▸ Assignment:
Reproduce the passage on hot composting from "Unlike cold composting, the" up to and including "compost is removed.", substituting "bacterial activity" for "microbial activity".

Hot Composting is an alternative to cold composting.

Unlike cold composting, the term "hot composting" refers to a method in which microbial activity within the compost pile is optimised by harnessing the heat it creates naturally, resulting in finished compost in a much shorter period of time.

Temperatures in a hot compost heap range between 49-77 degrees C. Microbial action breaks down the deposits and the heat kills pathogens. The optimum is to keep it above 40 and below 65 degrees C, otherwise the microbes themselves start dying off. New additions are mixed in and every few months the bottom of the unit is opened and the bottom layer of finished compost is removed.

Food Scraps, garden cuttings, and animal manure (including human) can be composted in a hot composter. Composting needs additional carbon, so sawdust, straw, hay, or dry grass work well. It's all about balance. Dog/cat droppings theoretically can be added, however they have more potential pathogens than human manure and thus require hotter and longer composting.

(Entries drawn from a collection)
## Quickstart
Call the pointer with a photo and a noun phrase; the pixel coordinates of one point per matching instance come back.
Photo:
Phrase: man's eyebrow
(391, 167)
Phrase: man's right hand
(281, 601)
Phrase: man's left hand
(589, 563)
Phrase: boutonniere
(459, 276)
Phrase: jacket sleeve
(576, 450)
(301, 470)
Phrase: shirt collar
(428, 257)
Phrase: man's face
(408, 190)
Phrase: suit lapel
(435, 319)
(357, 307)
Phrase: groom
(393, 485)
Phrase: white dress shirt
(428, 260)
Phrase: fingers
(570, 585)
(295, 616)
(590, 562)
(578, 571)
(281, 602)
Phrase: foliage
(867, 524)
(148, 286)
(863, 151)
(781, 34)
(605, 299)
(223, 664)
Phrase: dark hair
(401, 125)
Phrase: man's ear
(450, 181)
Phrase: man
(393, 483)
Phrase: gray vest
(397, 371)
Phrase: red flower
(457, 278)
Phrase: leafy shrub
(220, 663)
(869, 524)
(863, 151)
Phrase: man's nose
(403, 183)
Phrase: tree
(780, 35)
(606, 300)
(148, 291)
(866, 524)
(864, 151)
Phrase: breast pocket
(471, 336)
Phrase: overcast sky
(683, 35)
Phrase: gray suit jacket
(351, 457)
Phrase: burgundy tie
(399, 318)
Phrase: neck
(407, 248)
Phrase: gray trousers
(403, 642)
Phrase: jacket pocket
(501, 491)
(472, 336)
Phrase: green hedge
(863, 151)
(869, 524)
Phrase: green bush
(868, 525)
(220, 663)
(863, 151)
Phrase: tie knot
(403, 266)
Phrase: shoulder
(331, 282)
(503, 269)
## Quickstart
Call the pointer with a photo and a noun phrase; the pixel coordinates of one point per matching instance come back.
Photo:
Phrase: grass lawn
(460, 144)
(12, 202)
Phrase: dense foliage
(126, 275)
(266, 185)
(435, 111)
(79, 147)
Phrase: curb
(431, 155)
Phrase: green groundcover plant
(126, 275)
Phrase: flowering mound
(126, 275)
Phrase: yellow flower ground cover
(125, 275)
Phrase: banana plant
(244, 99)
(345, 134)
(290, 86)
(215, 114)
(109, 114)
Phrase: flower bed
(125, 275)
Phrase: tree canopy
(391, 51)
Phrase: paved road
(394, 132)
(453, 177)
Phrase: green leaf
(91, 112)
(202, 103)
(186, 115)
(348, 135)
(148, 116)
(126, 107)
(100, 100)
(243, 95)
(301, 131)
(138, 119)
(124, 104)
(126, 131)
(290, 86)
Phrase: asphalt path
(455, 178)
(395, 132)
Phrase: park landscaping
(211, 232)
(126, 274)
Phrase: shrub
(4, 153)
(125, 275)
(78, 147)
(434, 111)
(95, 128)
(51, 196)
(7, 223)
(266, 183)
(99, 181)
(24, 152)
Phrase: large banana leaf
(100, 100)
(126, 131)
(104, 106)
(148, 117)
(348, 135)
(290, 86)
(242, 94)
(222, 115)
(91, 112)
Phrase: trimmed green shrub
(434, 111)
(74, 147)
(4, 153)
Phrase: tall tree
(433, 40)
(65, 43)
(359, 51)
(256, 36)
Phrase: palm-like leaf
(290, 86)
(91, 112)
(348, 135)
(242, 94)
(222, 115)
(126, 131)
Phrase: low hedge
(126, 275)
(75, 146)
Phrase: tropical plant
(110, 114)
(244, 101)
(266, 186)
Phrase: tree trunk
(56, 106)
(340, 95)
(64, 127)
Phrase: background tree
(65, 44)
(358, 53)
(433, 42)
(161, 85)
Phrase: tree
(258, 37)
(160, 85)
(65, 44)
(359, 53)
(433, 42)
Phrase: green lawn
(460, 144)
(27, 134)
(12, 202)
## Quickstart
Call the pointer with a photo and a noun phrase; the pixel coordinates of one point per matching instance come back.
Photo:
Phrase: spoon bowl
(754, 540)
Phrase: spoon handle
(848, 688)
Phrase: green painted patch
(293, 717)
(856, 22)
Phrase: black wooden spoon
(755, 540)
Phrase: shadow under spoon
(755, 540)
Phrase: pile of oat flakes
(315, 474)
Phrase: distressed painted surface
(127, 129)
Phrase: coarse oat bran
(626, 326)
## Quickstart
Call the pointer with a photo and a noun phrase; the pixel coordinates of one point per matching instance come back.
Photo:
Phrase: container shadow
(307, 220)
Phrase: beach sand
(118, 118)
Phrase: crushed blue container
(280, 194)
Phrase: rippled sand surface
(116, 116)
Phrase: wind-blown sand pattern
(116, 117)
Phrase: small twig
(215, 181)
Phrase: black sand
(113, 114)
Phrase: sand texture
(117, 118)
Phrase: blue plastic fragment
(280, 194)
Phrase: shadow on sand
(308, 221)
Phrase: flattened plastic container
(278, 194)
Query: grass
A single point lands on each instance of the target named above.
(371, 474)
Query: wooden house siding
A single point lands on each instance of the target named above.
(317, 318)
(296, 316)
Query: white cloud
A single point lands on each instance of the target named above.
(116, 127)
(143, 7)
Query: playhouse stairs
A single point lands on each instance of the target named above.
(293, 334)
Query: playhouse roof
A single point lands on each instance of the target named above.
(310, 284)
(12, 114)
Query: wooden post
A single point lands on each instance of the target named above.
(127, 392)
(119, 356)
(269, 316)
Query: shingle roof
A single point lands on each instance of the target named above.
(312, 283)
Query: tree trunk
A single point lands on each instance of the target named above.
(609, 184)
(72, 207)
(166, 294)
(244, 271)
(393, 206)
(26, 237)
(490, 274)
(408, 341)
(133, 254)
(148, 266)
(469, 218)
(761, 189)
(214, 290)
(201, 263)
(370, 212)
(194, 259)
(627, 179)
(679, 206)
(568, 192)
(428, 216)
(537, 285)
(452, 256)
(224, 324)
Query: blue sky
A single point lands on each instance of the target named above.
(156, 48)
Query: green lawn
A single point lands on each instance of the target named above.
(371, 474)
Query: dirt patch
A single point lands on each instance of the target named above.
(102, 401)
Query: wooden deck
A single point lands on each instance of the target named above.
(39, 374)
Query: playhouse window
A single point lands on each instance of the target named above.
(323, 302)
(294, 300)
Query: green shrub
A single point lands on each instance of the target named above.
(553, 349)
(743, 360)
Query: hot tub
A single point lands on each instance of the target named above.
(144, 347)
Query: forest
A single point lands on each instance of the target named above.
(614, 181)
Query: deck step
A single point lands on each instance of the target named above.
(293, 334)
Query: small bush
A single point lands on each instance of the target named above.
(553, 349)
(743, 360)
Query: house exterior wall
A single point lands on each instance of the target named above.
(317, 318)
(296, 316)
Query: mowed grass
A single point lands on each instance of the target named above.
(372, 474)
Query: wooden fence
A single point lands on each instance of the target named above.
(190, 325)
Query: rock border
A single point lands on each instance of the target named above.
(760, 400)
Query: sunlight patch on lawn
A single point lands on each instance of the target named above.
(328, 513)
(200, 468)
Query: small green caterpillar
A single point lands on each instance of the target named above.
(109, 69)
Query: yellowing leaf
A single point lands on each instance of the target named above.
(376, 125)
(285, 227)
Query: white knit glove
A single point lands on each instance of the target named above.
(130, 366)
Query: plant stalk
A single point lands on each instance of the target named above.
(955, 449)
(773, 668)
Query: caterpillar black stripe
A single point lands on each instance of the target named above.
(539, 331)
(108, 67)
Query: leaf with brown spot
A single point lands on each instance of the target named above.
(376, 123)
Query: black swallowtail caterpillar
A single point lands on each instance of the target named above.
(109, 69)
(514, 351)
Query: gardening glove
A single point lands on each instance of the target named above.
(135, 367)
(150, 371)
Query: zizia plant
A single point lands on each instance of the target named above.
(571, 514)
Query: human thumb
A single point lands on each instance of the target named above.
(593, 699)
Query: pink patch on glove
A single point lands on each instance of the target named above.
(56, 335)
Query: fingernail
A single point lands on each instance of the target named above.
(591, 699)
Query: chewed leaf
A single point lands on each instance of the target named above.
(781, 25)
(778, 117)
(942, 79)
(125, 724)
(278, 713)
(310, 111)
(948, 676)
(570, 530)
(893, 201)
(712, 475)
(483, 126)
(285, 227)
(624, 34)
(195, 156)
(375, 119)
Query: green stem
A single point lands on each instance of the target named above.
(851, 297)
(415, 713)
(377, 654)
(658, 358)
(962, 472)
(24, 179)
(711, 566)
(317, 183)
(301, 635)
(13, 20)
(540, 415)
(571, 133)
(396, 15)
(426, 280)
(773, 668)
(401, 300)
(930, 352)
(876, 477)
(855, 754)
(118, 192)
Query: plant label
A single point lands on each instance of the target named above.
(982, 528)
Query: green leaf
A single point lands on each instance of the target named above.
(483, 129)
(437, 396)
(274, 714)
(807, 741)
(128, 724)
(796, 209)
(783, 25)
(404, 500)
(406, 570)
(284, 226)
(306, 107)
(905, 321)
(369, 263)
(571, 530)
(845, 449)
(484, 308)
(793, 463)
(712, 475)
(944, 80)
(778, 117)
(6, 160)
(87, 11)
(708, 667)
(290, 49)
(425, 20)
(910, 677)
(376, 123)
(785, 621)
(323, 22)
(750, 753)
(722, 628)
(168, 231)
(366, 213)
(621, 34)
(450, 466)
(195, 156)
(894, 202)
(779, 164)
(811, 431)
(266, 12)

▸ Output of the exercise:
Unlike cold composting, the term "hot composting" refers to a method in which bacterial activity within the compost pile is optimised by harnessing the heat it creates naturally, resulting in finished compost in a much shorter period of time.

Temperatures in a hot compost heap range between 49-77 degrees C. Microbial action breaks down the deposits and the heat kills pathogens. The optimum is to keep it above 40 and below 65 degrees C, otherwise the microbes themselves start dying off. New additions are mixed in and every few months the bottom of the unit is opened and the bottom layer of finished compost is removed.